Written task:
Drop the images; return everything else in the listing below exactly.

--- Data entries ---

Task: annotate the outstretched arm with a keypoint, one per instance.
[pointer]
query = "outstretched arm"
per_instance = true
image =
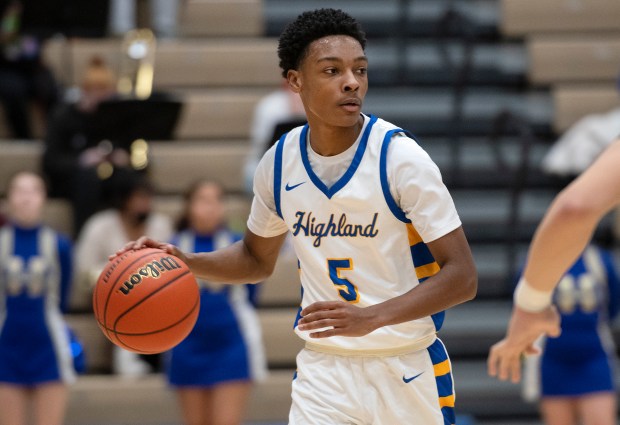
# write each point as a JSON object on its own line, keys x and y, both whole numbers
{"x": 250, "y": 260}
{"x": 573, "y": 216}
{"x": 560, "y": 238}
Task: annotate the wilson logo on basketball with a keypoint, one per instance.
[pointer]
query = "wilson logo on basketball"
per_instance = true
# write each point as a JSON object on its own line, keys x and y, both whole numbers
{"x": 153, "y": 269}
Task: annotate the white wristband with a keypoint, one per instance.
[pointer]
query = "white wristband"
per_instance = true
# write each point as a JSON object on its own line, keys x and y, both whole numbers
{"x": 531, "y": 299}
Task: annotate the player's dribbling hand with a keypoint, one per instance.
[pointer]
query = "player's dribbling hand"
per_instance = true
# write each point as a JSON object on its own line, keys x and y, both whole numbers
{"x": 523, "y": 330}
{"x": 340, "y": 318}
{"x": 146, "y": 242}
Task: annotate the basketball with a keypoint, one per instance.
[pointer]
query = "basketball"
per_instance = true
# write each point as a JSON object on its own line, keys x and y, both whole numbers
{"x": 146, "y": 301}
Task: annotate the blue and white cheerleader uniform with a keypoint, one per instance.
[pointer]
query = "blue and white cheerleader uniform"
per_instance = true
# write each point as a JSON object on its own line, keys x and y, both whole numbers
{"x": 580, "y": 360}
{"x": 226, "y": 342}
{"x": 35, "y": 275}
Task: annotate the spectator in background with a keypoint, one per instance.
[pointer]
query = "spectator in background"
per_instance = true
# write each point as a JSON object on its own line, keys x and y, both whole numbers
{"x": 35, "y": 274}
{"x": 131, "y": 216}
{"x": 213, "y": 368}
{"x": 163, "y": 17}
{"x": 23, "y": 76}
{"x": 76, "y": 160}
{"x": 275, "y": 114}
{"x": 576, "y": 369}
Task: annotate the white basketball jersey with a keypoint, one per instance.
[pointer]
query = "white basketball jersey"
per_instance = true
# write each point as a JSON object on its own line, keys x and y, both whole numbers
{"x": 353, "y": 242}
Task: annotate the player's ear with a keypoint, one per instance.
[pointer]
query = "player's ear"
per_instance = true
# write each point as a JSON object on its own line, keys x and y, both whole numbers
{"x": 294, "y": 80}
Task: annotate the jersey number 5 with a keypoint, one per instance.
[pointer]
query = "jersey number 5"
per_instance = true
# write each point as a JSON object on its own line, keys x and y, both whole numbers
{"x": 346, "y": 289}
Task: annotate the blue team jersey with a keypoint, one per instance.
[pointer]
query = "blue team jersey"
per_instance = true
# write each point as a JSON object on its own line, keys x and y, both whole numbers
{"x": 35, "y": 273}
{"x": 225, "y": 344}
{"x": 580, "y": 360}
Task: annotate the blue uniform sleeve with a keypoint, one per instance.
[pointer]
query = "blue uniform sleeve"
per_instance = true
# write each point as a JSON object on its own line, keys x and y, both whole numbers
{"x": 613, "y": 284}
{"x": 65, "y": 258}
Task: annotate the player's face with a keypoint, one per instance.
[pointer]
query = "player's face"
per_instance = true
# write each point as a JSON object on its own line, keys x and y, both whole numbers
{"x": 332, "y": 80}
{"x": 206, "y": 209}
{"x": 26, "y": 198}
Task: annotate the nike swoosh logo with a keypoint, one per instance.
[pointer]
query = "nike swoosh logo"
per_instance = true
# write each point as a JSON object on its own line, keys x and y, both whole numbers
{"x": 407, "y": 380}
{"x": 287, "y": 187}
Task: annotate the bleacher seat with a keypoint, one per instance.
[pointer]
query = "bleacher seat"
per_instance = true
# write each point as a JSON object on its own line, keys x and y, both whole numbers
{"x": 573, "y": 58}
{"x": 178, "y": 63}
{"x": 572, "y": 102}
{"x": 524, "y": 17}
{"x": 222, "y": 18}
{"x": 174, "y": 166}
{"x": 217, "y": 113}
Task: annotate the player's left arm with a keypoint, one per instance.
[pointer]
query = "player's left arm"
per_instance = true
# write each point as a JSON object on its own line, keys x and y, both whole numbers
{"x": 415, "y": 184}
{"x": 455, "y": 283}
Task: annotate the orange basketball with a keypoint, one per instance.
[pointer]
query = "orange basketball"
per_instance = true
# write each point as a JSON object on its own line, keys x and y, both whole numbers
{"x": 146, "y": 301}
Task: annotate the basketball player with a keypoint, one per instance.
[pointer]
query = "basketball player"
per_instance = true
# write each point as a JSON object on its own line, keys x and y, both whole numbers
{"x": 35, "y": 273}
{"x": 380, "y": 245}
{"x": 562, "y": 235}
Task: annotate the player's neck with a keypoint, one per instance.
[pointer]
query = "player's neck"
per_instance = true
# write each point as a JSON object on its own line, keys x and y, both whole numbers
{"x": 332, "y": 140}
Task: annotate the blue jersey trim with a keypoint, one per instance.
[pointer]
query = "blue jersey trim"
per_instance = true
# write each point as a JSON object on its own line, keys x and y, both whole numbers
{"x": 277, "y": 174}
{"x": 398, "y": 213}
{"x": 357, "y": 159}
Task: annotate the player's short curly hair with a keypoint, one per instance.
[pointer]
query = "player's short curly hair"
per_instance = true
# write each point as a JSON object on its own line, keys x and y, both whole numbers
{"x": 310, "y": 26}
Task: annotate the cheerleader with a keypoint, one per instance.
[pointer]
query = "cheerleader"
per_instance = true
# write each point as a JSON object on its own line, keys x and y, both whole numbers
{"x": 35, "y": 354}
{"x": 214, "y": 367}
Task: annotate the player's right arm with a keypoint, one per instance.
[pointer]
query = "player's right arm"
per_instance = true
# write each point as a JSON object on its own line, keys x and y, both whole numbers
{"x": 562, "y": 235}
{"x": 569, "y": 223}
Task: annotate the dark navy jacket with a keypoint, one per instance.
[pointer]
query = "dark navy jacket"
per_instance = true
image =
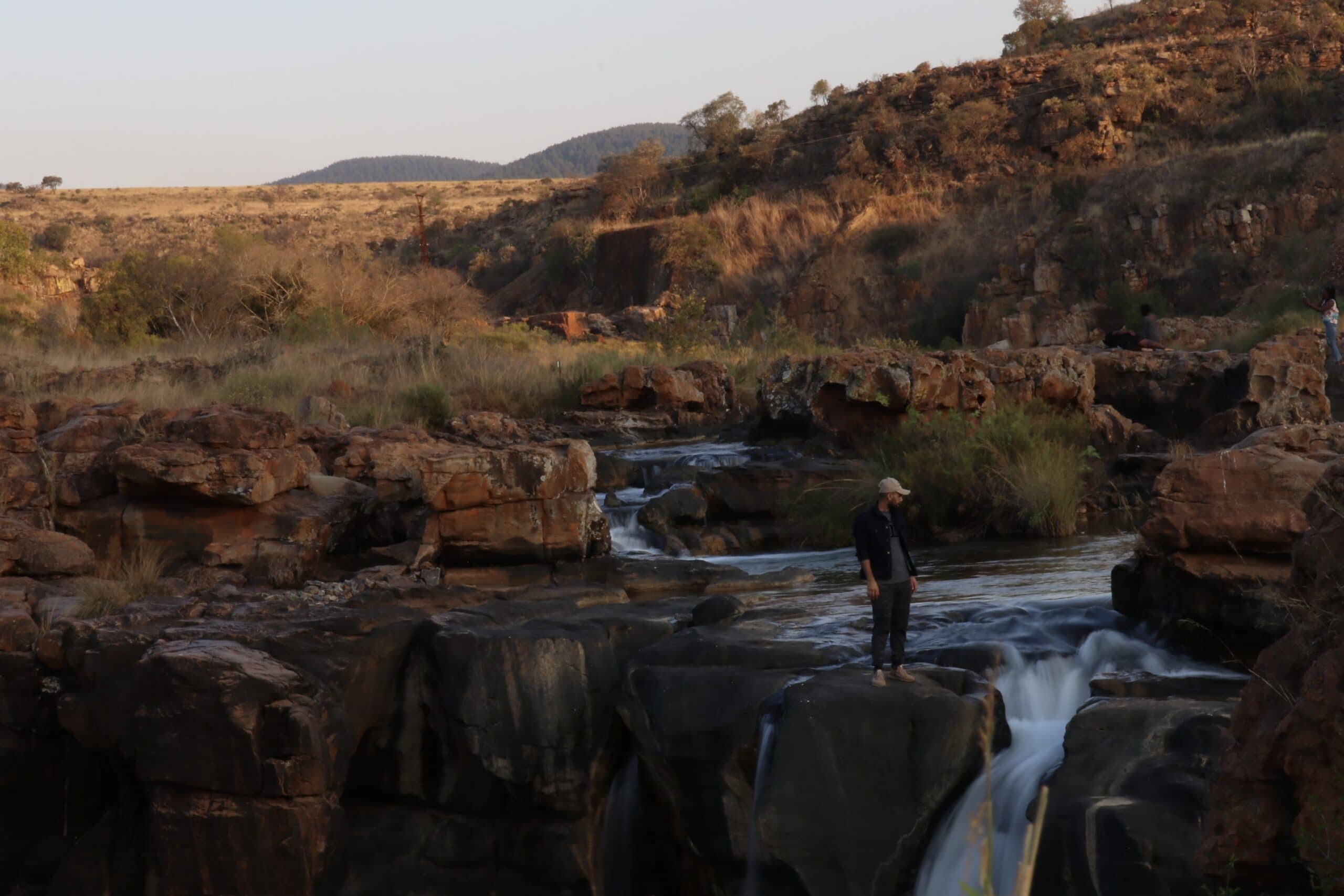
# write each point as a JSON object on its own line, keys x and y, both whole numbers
{"x": 873, "y": 541}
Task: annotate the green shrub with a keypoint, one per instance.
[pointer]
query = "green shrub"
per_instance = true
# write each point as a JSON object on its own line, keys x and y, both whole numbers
{"x": 15, "y": 251}
{"x": 57, "y": 237}
{"x": 691, "y": 245}
{"x": 570, "y": 251}
{"x": 260, "y": 388}
{"x": 685, "y": 330}
{"x": 1122, "y": 305}
{"x": 1210, "y": 281}
{"x": 1022, "y": 469}
{"x": 428, "y": 404}
{"x": 1069, "y": 193}
{"x": 1285, "y": 323}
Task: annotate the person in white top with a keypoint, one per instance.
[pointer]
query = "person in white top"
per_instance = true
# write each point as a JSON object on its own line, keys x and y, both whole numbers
{"x": 1330, "y": 309}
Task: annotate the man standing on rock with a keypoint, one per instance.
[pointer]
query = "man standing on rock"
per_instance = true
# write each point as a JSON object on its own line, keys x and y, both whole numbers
{"x": 1330, "y": 311}
{"x": 879, "y": 539}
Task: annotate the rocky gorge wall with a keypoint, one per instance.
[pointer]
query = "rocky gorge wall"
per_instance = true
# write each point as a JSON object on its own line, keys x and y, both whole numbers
{"x": 1206, "y": 397}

---

Answer:
Task: annotate the outstretched arm with a keypoint, one per instance.
[pointer]
query = "outstretched arm"
per_instance = true
image =
# write each point as a JSON object on its own line, keys x and y, both whole numbers
{"x": 250, "y": 260}
{"x": 573, "y": 216}
{"x": 560, "y": 238}
Task: annotate the wilson logo on basketball with a keypoint, one per instance.
[pointer]
query = "wilson logo on basketball"
per_instance = true
# write each point as a JSON object on its own line, keys x and y, both whole numbers
{"x": 153, "y": 269}
Task: annotate the white wristband with a keypoint, one per instance.
[pointer]
query = "white wristband"
per_instance = true
# write each point as a JSON object on its own line, keys x and y, both whole numbers
{"x": 531, "y": 299}
Task: annotate the player's dribbling hand with a keypoint, one per instance.
[pointer]
query = "player's dribbling hand"
per_instance = true
# write each point as a JSON object on its own line, keys x and y, both whole numbers
{"x": 523, "y": 330}
{"x": 340, "y": 318}
{"x": 146, "y": 242}
Task: annotate the basketball with a keypoint, one per instance.
[pointer]
query = "basketball"
per_instance = true
# write each point as a JSON object on its own line, keys x and y, both whole numbers
{"x": 146, "y": 301}
Task: annotate the blue and white cheerleader uniform with a keypoint, one per instance.
[pointer]
query = "blue and white cheerleader uniform"
per_instance = true
# write each point as a JSON object on its own line, keys x and y, both whole numbers
{"x": 580, "y": 360}
{"x": 226, "y": 342}
{"x": 35, "y": 275}
Task: annotate the spectator in background with a keypoint, one per instance.
[pointer]
query = "spectator in background"
per_instance = true
# write each point as a JSON object on its own line, keys x and y, both whole numbers
{"x": 35, "y": 274}
{"x": 131, "y": 216}
{"x": 213, "y": 368}
{"x": 163, "y": 17}
{"x": 23, "y": 76}
{"x": 76, "y": 160}
{"x": 275, "y": 114}
{"x": 576, "y": 369}
Task: annotate the white basketball jersey with a keypoint, one per instance.
[pointer]
query = "white basketball jersey"
per_instance = true
# write each point as a JSON object on its own line, keys x and y, both whole numbers
{"x": 353, "y": 242}
Task: annotate the player's ear with a keypoint, one per instance.
[pointer]
query = "player's ear"
per_instance = true
# write each point as a JSON object on its own line, keys x and y, both whole numbers
{"x": 294, "y": 80}
Task: annotate the jersey number 5 with a keypoint, one per instance.
[pointer]
query = "jersey number 5"
per_instance = true
# write each point as a JSON object on its own line, keys x and y, both whole numbers
{"x": 346, "y": 289}
Task: annotate the blue team jersey with a keypoint, one per instance.
[pointer]
query = "blue team jersey"
per_instance = true
# write each point as a JSON object on its own line, keys x and y, both whole numbers
{"x": 35, "y": 273}
{"x": 225, "y": 344}
{"x": 580, "y": 360}
Task: annotate the blue uniform sleeve with a keypoint, one per instance.
[pointer]
query = "blue uniform sleeve"
per_instance = true
# write each point as a JSON object on its own line, keys x and y, both whole numbers
{"x": 613, "y": 284}
{"x": 65, "y": 258}
Task: annotate the player's face with a keypoint, one per instance.
[pointer]
query = "player's face"
per_instance = true
# write each point as a JSON object on its own line, keys x and y, both whole numbers
{"x": 332, "y": 80}
{"x": 206, "y": 209}
{"x": 26, "y": 198}
Task: annotate the nike swoosh logo with a keypoint, one per instance.
[pointer]
query = "nike swoosh logo"
per_instance = true
# write each point as a JSON object on its own line, keys x and y, both whole numbers
{"x": 407, "y": 380}
{"x": 287, "y": 187}
Task: annotate the bleacher seat with a keypoint, one per instance.
[pointer]
query = "bleacher seat"
per_instance = true
# write each point as a JSON object on its own line, keys x and y, both whole numbers
{"x": 573, "y": 58}
{"x": 178, "y": 63}
{"x": 572, "y": 102}
{"x": 524, "y": 17}
{"x": 222, "y": 18}
{"x": 174, "y": 166}
{"x": 217, "y": 113}
Task: annotate the player's left arm with a keypoint, one per instance.
[pointer]
query = "player's left arm"
per_instance = true
# write each point as a JSON object on its own line, keys x and y, both whole numbers
{"x": 415, "y": 184}
{"x": 455, "y": 283}
Task: annotate the orange basketball with a keypoint, one per instance.
[pointer]
query = "orange basketball"
per_instance = true
# write each point as a JSON object on its own line, keys x and y, both whole numbers
{"x": 146, "y": 301}
Task: annotate the basketball player with a keypoint, one per instance.
[pointer]
query = "basketball player"
per_instance = true
# write each point as a JSON object on its own line, keys x and y, both whole numbers
{"x": 35, "y": 273}
{"x": 380, "y": 245}
{"x": 562, "y": 235}
Task: annotate the player's neck with a keypoint, one per instance.
[pointer]
query = "player's neck"
per_instance = true
# write each point as a JSON object on its own line, keys x and y, both whole numbers
{"x": 332, "y": 140}
Task: annotate the blue jersey trim with a keypoint, one per instance.
[pointer]
query = "blue jersey trim"
per_instance = true
# write each point as a JSON object on its own line, keys x and y, both whole numbers
{"x": 277, "y": 174}
{"x": 398, "y": 213}
{"x": 357, "y": 159}
Task: annotate the player's short curly hair with a keypoint, one per instance.
[pointer]
query = "player's short curly hair"
per_instance = true
# write each point as a JSON object on its own line, keys x and y, both whole numbers
{"x": 310, "y": 26}
Task: annotate the cheerleader with a keypoint, one per instance.
[pointer]
query = "cheerleader"
per_instance = true
# write each point as a JSON object on its own line, keys x and y, both whole numbers
{"x": 35, "y": 354}
{"x": 214, "y": 367}
Task: annotate the player's right arm with a keypoint, one per instance.
[pointer]
query = "player's right arm"
per_instance = true
# write each point as a JSON object on its own line, keys x and y, both whole numbers
{"x": 562, "y": 235}
{"x": 569, "y": 223}
Task: annotate the dark navy jacket with a keypoint, one per instance.
[pointer]
query = "dark navy jacket"
per_instance = true
image =
# write each point as a JSON object on its own line, keys x and y, both whole numbers
{"x": 873, "y": 541}
Task: annotate the green shrub with a keypoint, one per instance.
[pointer]
query = "green shrub"
per_instance = true
# write each point as a JSON object on its own line, keys x and y, both whole numbers
{"x": 15, "y": 251}
{"x": 57, "y": 237}
{"x": 691, "y": 245}
{"x": 570, "y": 251}
{"x": 260, "y": 388}
{"x": 685, "y": 330}
{"x": 1122, "y": 305}
{"x": 1210, "y": 281}
{"x": 1022, "y": 469}
{"x": 428, "y": 404}
{"x": 1069, "y": 193}
{"x": 1285, "y": 323}
Task: annotate the person in white top with a keypoint, one per instance.
[pointer]
query = "person in white top"
per_instance = true
# write each point as a JSON object on its own line, keys x and y, both whole numbers
{"x": 1330, "y": 309}
Task: annotate the man standing on rock with a keypoint, one per instance.
[pointer]
query = "man standing on rock"
per_instance = true
# write each point as a JSON object on its own line, keys x and y, both whole numbers
{"x": 1330, "y": 311}
{"x": 879, "y": 539}
Task: annotate the rocky gorge wall with a keypoint, one per instance.
[pointer]
query = "rocky gorge wall"
per_instance = true
# write each point as a JSON object on its own line, keys x and y, both whole numbers
{"x": 1206, "y": 397}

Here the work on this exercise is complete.